↓

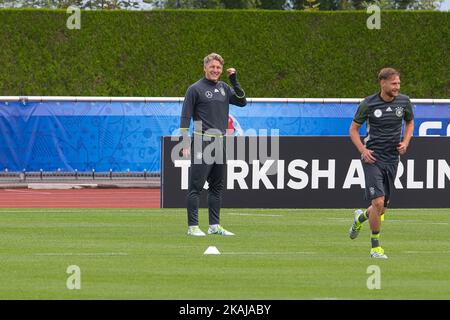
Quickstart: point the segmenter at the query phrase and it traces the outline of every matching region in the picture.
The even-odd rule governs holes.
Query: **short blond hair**
[[[225,61],[223,60],[222,56],[218,53],[210,53],[203,59],[203,66],[206,67],[206,65],[211,62],[212,60],[219,61],[219,63],[223,66]]]
[[[387,80],[387,79],[389,79],[392,76],[399,76],[400,77],[400,72],[398,72],[394,68],[383,68],[378,73],[378,81]]]

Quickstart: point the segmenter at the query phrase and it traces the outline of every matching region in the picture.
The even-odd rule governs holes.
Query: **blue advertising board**
[[[249,100],[230,108],[234,135],[347,136],[358,105]],[[161,137],[177,134],[181,106],[0,97],[0,170],[159,172]],[[416,103],[414,112],[415,136],[450,136],[450,103]]]

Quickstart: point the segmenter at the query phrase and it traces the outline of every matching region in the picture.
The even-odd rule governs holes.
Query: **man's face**
[[[381,91],[391,98],[398,96],[400,92],[400,77],[392,76],[389,79],[381,80]]]
[[[203,68],[205,71],[205,77],[211,81],[219,81],[220,75],[222,74],[223,66],[217,60],[211,60],[208,64]]]

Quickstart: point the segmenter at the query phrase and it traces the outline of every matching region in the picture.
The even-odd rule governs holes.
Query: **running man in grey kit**
[[[366,181],[365,199],[371,203],[366,211],[355,211],[349,236],[355,239],[363,222],[369,220],[372,231],[370,256],[387,259],[380,245],[381,216],[391,199],[400,155],[406,153],[412,138],[414,114],[409,97],[399,94],[400,74],[395,69],[382,69],[378,80],[380,92],[360,103],[350,126],[350,138],[361,153]],[[402,140],[403,121],[405,130]],[[364,122],[367,136],[363,144],[359,128]]]
[[[247,100],[244,90],[237,80],[236,69],[227,69],[232,87],[219,80],[223,64],[223,58],[217,53],[211,53],[204,58],[205,77],[187,89],[181,111],[180,129],[185,143],[183,155],[191,157],[187,213],[188,235],[192,236],[205,236],[198,225],[199,198],[205,181],[208,181],[208,234],[234,235],[220,225],[220,207],[226,168],[223,140],[228,126],[230,103],[244,107]],[[191,119],[194,121],[194,142],[192,144],[188,137]],[[200,143],[196,143],[199,140],[201,140]],[[206,151],[210,149],[208,146],[220,146],[221,149],[215,149],[212,161],[205,159]]]

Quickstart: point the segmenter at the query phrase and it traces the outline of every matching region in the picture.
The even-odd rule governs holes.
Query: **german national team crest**
[[[395,115],[399,118],[403,117],[403,107],[397,107],[395,108]]]
[[[377,109],[374,111],[373,115],[377,118],[381,117],[383,115],[383,111],[381,111],[380,109]]]

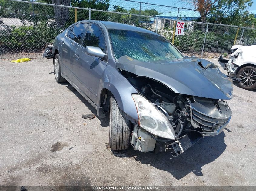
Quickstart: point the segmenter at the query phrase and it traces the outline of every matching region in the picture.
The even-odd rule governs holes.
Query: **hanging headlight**
[[[144,96],[132,96],[137,109],[139,125],[158,136],[175,140],[174,130],[166,116]]]

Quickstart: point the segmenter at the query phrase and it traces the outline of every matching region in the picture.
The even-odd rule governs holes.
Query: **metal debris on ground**
[[[95,115],[92,113],[89,113],[86,115],[83,115],[82,117],[84,119],[87,119],[89,118],[89,120],[91,120],[95,117]]]
[[[20,63],[21,62],[27,62],[27,61],[30,61],[31,59],[28,58],[20,58],[17,60],[11,60],[11,62],[14,62],[15,63]]]

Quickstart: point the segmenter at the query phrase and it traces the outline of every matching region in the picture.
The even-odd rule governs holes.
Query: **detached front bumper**
[[[177,157],[195,144],[203,138],[199,133],[191,132],[181,137],[180,138],[167,146],[172,151],[174,157]]]

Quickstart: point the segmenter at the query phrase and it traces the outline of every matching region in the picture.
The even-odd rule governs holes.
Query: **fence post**
[[[241,38],[240,38],[240,42],[239,42],[239,45],[241,45],[241,42],[242,42],[242,38],[243,38],[243,35],[244,34],[244,28],[243,29],[243,31],[242,32],[242,35],[241,35]]]
[[[139,12],[139,14],[141,14],[141,3],[140,4],[140,11]],[[140,21],[141,20],[141,17],[139,17],[139,25],[140,24]]]
[[[207,30],[208,29],[208,24],[206,26],[206,30],[205,30],[205,35],[204,35],[204,45],[203,45],[203,49],[202,50],[202,54],[201,55],[201,58],[203,58],[203,53],[204,53],[204,44],[205,43],[205,39],[206,38],[206,34],[207,33]]]
[[[172,44],[174,43],[174,35],[175,34],[175,28],[176,27],[176,21],[174,21],[173,24],[173,33],[172,34]]]
[[[177,19],[178,20],[178,18],[179,17],[179,12],[180,12],[180,8],[179,7],[178,9],[178,14],[177,15]]]
[[[75,8],[75,22],[77,22],[77,9]]]
[[[236,37],[235,37],[235,40],[234,40],[234,44],[233,45],[234,45],[235,44],[236,41],[236,38],[237,38],[237,34],[238,34],[238,31],[239,31],[239,29],[240,28],[238,28],[237,29],[237,31],[236,31]]]

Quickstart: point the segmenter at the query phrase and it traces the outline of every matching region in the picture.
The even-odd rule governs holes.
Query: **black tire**
[[[113,96],[110,98],[109,111],[109,145],[112,150],[128,149],[132,124],[125,117],[125,113],[117,105]]]
[[[255,67],[248,66],[242,68],[238,71],[237,77],[241,80],[241,82],[238,84],[241,88],[248,90],[256,89],[256,81],[255,81],[256,80],[256,68]],[[249,78],[247,79],[244,77],[248,77]]]
[[[55,60],[58,60],[58,71],[56,70],[55,68]],[[53,70],[54,72],[54,77],[55,78],[55,79],[58,83],[62,83],[65,82],[67,81],[65,78],[61,76],[61,68],[60,64],[60,55],[58,54],[57,54],[55,55],[53,59]],[[55,73],[56,72],[56,73]],[[56,76],[57,76],[57,78]]]

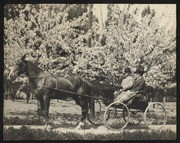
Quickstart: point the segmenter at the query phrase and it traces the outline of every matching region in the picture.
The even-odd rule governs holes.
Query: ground
[[[168,126],[169,128],[176,132],[176,102],[166,102],[165,107],[168,114]],[[37,101],[30,100],[29,103],[26,103],[26,100],[4,100],[4,125],[16,125],[14,127],[19,128],[18,125],[34,125],[32,128],[41,128],[43,124],[40,124],[41,121],[38,121],[37,118]],[[81,108],[75,104],[74,101],[62,101],[51,100],[50,105],[50,121],[52,123],[53,129],[60,132],[69,132],[69,130],[74,129],[81,115]],[[19,121],[18,121],[19,120]],[[43,123],[43,121],[42,121]],[[104,126],[95,127],[86,121],[87,126],[85,131],[76,131],[76,132],[91,132],[91,133],[110,133]],[[173,125],[172,125],[173,124]],[[143,129],[139,126],[129,126],[127,129],[136,130]],[[72,130],[71,130],[72,131]]]

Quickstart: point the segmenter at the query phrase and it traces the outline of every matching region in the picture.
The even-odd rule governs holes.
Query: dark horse
[[[12,68],[9,76],[14,80],[21,74],[25,74],[35,90],[35,97],[38,101],[38,117],[43,116],[46,126],[49,125],[50,99],[67,99],[71,97],[82,109],[82,117],[76,129],[85,125],[93,89],[90,82],[80,77],[55,77],[49,72],[35,66],[25,60],[24,55]],[[70,93],[64,92],[69,91]],[[85,96],[81,96],[85,95]],[[88,96],[87,96],[88,95]],[[50,126],[48,126],[50,127]]]

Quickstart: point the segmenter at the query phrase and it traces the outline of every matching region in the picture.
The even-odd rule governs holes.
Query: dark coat
[[[145,80],[143,77],[141,77],[134,82],[132,91],[138,91],[138,93],[143,93],[144,89],[145,89]]]

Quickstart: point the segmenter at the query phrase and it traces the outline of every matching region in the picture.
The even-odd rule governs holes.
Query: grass
[[[176,133],[171,130],[152,132],[129,132],[124,131],[118,134],[79,134],[79,133],[58,133],[40,129],[29,129],[22,126],[20,129],[13,127],[4,129],[4,140],[175,140]]]

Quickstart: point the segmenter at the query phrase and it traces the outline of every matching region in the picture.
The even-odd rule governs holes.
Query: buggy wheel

↑

**What you need to do**: Locate every line in the listing that contains the word "ground" and copy each one.

**Solution to this task**:
Query: **metal debris on ground**
Query: ground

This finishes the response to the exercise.